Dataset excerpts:

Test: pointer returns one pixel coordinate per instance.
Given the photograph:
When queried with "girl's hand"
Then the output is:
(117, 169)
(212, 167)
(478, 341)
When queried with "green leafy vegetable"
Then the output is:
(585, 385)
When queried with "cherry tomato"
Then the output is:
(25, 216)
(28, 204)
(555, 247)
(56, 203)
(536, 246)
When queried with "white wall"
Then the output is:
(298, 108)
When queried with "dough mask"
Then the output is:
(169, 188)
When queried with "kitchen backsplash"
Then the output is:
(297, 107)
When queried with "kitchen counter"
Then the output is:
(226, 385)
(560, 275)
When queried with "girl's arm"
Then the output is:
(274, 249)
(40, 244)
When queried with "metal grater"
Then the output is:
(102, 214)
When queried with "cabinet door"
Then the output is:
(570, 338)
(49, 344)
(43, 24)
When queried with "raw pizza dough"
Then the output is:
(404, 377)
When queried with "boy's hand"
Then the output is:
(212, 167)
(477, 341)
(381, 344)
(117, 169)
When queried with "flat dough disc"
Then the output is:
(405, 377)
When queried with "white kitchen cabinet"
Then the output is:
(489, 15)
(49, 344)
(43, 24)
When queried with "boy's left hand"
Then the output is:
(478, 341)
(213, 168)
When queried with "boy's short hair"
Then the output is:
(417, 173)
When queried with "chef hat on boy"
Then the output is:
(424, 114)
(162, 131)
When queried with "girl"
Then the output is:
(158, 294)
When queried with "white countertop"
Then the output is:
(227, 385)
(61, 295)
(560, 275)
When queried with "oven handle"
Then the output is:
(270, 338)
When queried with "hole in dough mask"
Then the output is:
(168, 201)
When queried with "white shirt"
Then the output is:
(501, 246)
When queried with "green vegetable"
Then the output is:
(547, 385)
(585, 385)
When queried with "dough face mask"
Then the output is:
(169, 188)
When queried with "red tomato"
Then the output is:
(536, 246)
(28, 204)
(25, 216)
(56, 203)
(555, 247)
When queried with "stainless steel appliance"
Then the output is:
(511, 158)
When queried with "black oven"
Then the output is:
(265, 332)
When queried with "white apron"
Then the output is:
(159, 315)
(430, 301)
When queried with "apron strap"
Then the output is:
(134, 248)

● **Required action**: Copy out the lines above with "dough" in them.

● **Task answer**:
When queried with "dough mask"
When queried with "raw pizza dough"
When queried with "flat dough disc"
When queried with "hole in dough mask"
When queried with "dough face mask"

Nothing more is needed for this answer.